- _WHAT YOU HAVE TO DO_
Render every line of the material below as a JSON list of strings, one string per line, and leave out the blank lines.

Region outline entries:
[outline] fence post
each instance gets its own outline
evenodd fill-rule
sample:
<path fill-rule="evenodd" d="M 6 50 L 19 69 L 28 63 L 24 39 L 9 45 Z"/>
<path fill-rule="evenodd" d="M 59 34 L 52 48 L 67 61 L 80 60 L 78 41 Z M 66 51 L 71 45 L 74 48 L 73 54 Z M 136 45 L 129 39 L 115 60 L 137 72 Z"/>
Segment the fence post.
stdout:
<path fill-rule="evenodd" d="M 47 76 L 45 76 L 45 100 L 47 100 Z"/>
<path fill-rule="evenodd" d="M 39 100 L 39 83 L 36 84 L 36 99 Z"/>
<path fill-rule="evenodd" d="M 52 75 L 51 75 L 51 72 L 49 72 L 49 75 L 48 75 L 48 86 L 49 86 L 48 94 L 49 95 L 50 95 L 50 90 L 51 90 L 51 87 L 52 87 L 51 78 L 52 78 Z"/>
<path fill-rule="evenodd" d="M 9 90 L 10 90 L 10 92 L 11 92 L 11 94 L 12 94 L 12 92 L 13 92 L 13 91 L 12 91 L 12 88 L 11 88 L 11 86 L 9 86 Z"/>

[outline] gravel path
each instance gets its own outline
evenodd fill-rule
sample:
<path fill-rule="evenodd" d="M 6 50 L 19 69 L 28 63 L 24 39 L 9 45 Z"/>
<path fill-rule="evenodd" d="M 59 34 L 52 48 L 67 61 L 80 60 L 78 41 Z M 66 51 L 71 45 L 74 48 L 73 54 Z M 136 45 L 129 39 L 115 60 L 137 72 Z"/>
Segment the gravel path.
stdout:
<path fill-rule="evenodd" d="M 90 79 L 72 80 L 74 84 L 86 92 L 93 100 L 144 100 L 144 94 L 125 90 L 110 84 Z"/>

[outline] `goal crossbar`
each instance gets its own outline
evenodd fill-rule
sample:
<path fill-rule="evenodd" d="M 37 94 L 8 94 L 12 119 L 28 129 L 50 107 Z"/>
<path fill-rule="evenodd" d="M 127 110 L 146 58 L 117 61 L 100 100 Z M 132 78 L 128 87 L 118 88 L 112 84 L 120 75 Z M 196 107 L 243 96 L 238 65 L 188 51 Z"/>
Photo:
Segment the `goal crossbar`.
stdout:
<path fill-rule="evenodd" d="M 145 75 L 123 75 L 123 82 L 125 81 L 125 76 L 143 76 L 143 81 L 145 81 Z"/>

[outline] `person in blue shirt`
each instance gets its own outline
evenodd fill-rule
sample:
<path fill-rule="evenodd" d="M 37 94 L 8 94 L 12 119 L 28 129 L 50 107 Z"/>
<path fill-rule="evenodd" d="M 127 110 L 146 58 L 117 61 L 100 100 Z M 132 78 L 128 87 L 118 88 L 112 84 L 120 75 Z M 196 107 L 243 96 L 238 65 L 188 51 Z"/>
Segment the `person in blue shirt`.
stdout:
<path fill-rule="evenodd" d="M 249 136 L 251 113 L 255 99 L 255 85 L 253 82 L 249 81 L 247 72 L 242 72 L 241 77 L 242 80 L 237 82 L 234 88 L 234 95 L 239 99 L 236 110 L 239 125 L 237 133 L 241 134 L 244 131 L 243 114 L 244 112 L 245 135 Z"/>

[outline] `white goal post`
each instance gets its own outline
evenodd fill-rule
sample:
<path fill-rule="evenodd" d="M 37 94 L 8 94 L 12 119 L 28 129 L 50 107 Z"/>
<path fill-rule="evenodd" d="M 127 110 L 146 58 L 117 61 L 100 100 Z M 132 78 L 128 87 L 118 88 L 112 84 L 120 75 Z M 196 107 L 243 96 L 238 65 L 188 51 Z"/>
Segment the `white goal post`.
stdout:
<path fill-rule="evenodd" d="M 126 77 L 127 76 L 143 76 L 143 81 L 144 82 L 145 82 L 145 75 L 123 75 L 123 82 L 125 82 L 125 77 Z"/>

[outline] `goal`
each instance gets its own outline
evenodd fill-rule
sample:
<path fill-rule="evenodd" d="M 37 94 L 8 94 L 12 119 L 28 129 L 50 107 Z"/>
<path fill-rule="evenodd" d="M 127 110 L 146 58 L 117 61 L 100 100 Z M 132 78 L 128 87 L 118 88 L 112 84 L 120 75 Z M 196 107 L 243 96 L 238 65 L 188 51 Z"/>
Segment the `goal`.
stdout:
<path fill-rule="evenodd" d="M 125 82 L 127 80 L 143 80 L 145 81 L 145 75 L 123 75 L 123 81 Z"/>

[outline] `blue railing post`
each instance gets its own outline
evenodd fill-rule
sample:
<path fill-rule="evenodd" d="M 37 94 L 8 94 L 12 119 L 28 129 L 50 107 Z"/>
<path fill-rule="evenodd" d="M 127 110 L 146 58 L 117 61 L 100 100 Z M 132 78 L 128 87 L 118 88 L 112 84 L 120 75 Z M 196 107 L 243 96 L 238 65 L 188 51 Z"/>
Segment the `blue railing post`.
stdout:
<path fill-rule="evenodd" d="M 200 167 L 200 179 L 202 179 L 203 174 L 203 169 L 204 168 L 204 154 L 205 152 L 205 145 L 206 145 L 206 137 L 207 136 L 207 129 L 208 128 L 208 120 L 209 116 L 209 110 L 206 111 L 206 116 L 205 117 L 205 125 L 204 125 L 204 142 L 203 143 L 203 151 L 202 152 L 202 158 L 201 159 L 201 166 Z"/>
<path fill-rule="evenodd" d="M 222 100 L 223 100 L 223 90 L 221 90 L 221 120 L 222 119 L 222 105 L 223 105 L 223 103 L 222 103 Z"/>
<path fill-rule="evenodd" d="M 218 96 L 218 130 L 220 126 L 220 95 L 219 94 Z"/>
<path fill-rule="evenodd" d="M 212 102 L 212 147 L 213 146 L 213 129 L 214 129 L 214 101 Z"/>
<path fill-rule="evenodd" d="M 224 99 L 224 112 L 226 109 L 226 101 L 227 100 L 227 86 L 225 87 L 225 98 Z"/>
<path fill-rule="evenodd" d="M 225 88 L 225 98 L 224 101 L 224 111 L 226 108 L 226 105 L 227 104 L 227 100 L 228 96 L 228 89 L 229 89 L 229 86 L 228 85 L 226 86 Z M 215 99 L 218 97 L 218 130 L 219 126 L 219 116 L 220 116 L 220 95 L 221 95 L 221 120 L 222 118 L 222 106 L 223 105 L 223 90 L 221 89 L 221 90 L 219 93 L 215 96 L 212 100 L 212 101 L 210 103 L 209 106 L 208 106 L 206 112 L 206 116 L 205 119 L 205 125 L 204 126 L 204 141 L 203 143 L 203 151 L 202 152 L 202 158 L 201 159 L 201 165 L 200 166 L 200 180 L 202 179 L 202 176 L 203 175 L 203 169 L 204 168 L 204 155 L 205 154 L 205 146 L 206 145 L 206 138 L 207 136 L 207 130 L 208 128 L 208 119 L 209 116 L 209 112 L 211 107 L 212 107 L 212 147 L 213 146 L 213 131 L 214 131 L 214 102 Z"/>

- _SOLUTION BELOW_
[
  "[outline] fence post",
  "each instance gets its own outline",
  "evenodd fill-rule",
  "sample:",
  "<path fill-rule=\"evenodd\" d=\"M 6 50 L 19 69 L 28 63 L 24 39 L 9 45 Z\"/>",
  "<path fill-rule=\"evenodd\" d=\"M 59 34 L 52 48 L 67 61 L 80 60 L 78 41 Z M 66 51 L 71 45 L 74 48 L 73 54 Z M 136 45 L 129 39 L 115 60 L 137 72 Z\"/>",
  "Segment the fence post.",
  "stdout:",
  "<path fill-rule=\"evenodd\" d=\"M 47 76 L 45 76 L 45 100 L 47 100 Z\"/>",
  "<path fill-rule=\"evenodd\" d=\"M 39 100 L 39 83 L 36 84 L 36 99 Z\"/>",
  "<path fill-rule=\"evenodd\" d=\"M 52 75 L 51 75 L 51 72 L 49 72 L 49 75 L 48 75 L 48 86 L 49 86 L 48 94 L 49 95 L 50 95 L 50 90 L 51 90 L 51 87 L 52 87 L 51 78 L 52 78 Z\"/>",
  "<path fill-rule=\"evenodd\" d=\"M 9 90 L 10 90 L 10 92 L 11 92 L 11 94 L 12 94 L 12 92 L 13 92 L 13 91 L 12 91 L 12 88 L 11 88 L 11 86 L 9 86 Z\"/>",
  "[outline] gravel path",
  "each instance gets its own outline",
  "evenodd fill-rule",
  "sample:",
  "<path fill-rule=\"evenodd\" d=\"M 6 50 L 19 69 L 28 63 L 24 39 L 9 45 Z\"/>",
  "<path fill-rule=\"evenodd\" d=\"M 59 34 L 52 48 L 67 61 L 80 60 L 78 41 Z M 66 51 L 71 45 L 74 48 L 73 54 Z M 136 45 L 129 39 L 115 60 L 137 72 Z\"/>",
  "Segment the gravel path.",
  "stdout:",
  "<path fill-rule=\"evenodd\" d=\"M 90 79 L 72 80 L 74 84 L 86 92 L 93 100 L 144 100 L 144 94 L 125 90 L 110 84 Z\"/>",
  "[outline] `goal crossbar`",
  "each instance gets its own outline",
  "evenodd fill-rule",
  "sample:",
  "<path fill-rule=\"evenodd\" d=\"M 37 94 L 8 94 L 12 119 L 28 129 L 50 107 Z\"/>",
  "<path fill-rule=\"evenodd\" d=\"M 127 110 L 146 58 L 117 61 L 100 100 Z M 132 78 L 128 87 L 118 88 L 112 84 L 120 75 Z M 196 107 L 243 96 L 238 65 L 188 51 Z\"/>",
  "Photo:",
  "Segment the `goal crossbar`.",
  "stdout:",
  "<path fill-rule=\"evenodd\" d=\"M 145 75 L 123 75 L 123 82 L 125 81 L 125 76 L 143 76 L 143 81 L 145 81 Z\"/>",
  "[outline] `person in blue shirt`",
  "each instance gets its own outline",
  "evenodd fill-rule",
  "sample:",
  "<path fill-rule=\"evenodd\" d=\"M 37 94 L 8 94 L 12 119 L 28 129 L 50 107 Z\"/>",
  "<path fill-rule=\"evenodd\" d=\"M 127 110 L 146 58 L 117 61 L 100 100 Z M 132 78 L 128 87 L 118 88 L 112 84 L 120 75 Z M 196 107 L 243 96 L 238 65 L 188 51 Z\"/>",
  "Segment the `person in blue shirt`.",
  "stdout:",
  "<path fill-rule=\"evenodd\" d=\"M 249 136 L 251 113 L 255 99 L 255 85 L 253 82 L 249 81 L 247 72 L 242 72 L 241 77 L 242 80 L 237 82 L 234 88 L 234 95 L 239 99 L 236 110 L 239 125 L 237 133 L 241 134 L 244 131 L 243 114 L 244 112 L 245 135 Z\"/>",
  "[outline] `white goal post`",
  "each instance gets its own outline",
  "evenodd fill-rule",
  "sample:",
  "<path fill-rule=\"evenodd\" d=\"M 37 94 L 8 94 L 12 119 L 28 129 L 50 107 Z\"/>",
  "<path fill-rule=\"evenodd\" d=\"M 127 110 L 146 58 L 117 61 L 100 100 Z M 132 78 L 128 87 L 118 88 L 112 84 L 120 75 Z M 196 107 L 243 96 L 238 65 L 188 51 Z\"/>",
  "Segment the `white goal post`.",
  "stdout:",
  "<path fill-rule=\"evenodd\" d=\"M 126 77 L 127 76 L 143 76 L 143 81 L 144 82 L 145 82 L 145 75 L 123 75 L 123 82 L 125 82 L 125 77 Z\"/>",
  "[outline] `goal`",
  "each instance gets its own outline",
  "evenodd fill-rule",
  "sample:",
  "<path fill-rule=\"evenodd\" d=\"M 37 94 L 8 94 L 12 119 L 28 129 L 50 107 Z\"/>",
  "<path fill-rule=\"evenodd\" d=\"M 127 110 L 146 58 L 117 61 L 100 100 Z M 132 78 L 128 87 L 118 88 L 112 84 L 120 75 Z M 196 107 L 243 96 L 238 65 L 188 51 Z\"/>",
  "Segment the `goal`.",
  "stdout:",
  "<path fill-rule=\"evenodd\" d=\"M 125 82 L 127 80 L 143 80 L 145 81 L 145 75 L 123 75 L 123 81 Z\"/>",
  "[outline] `blue railing post`",
  "each instance gets its own outline",
  "evenodd fill-rule",
  "sample:",
  "<path fill-rule=\"evenodd\" d=\"M 37 94 L 8 94 L 12 119 L 28 129 L 50 107 Z\"/>",
  "<path fill-rule=\"evenodd\" d=\"M 127 110 L 146 58 L 117 61 L 100 100 Z M 132 78 L 128 87 L 118 88 L 112 84 L 120 75 Z M 196 107 L 243 96 L 238 65 L 188 51 Z\"/>",
  "Segment the `blue railing post`.",
  "stdout:",
  "<path fill-rule=\"evenodd\" d=\"M 200 167 L 200 179 L 202 179 L 203 174 L 203 169 L 204 168 L 204 154 L 205 152 L 205 145 L 206 145 L 206 137 L 207 136 L 207 129 L 208 128 L 208 120 L 209 116 L 209 110 L 206 111 L 206 116 L 205 117 L 205 125 L 204 125 L 204 142 L 203 143 L 203 151 L 202 152 L 202 158 L 201 159 L 201 166 Z\"/>",
  "<path fill-rule=\"evenodd\" d=\"M 222 100 L 223 100 L 223 90 L 221 90 L 221 120 L 222 119 L 222 105 L 223 105 L 223 103 L 222 103 Z\"/>",
  "<path fill-rule=\"evenodd\" d=\"M 218 96 L 218 130 L 220 126 L 220 95 L 219 94 Z\"/>",
  "<path fill-rule=\"evenodd\" d=\"M 212 102 L 212 147 L 213 146 L 213 129 L 214 129 L 214 101 Z\"/>",
  "<path fill-rule=\"evenodd\" d=\"M 224 99 L 224 112 L 226 109 L 226 101 L 227 100 L 227 86 L 225 87 L 225 98 Z\"/>",
  "<path fill-rule=\"evenodd\" d=\"M 225 88 L 225 98 L 224 101 L 224 111 L 226 108 L 226 105 L 227 104 L 227 100 L 228 96 L 228 89 L 229 89 L 229 86 L 228 85 L 226 86 Z M 215 99 L 218 97 L 218 130 L 219 126 L 219 116 L 220 116 L 220 95 L 221 95 L 221 120 L 222 118 L 222 106 L 223 105 L 223 90 L 221 89 L 221 90 L 219 93 L 215 96 L 212 100 L 212 101 L 210 103 L 209 106 L 208 106 L 206 112 L 206 116 L 205 119 L 205 125 L 204 126 L 204 141 L 203 143 L 203 151 L 202 152 L 202 158 L 201 159 L 201 165 L 200 166 L 200 180 L 202 179 L 202 176 L 203 175 L 203 169 L 204 168 L 204 155 L 205 154 L 205 146 L 206 145 L 206 138 L 207 136 L 207 130 L 208 128 L 208 119 L 209 116 L 209 112 L 211 107 L 212 107 L 212 147 L 213 146 L 213 131 L 214 131 L 214 102 Z\"/>"
]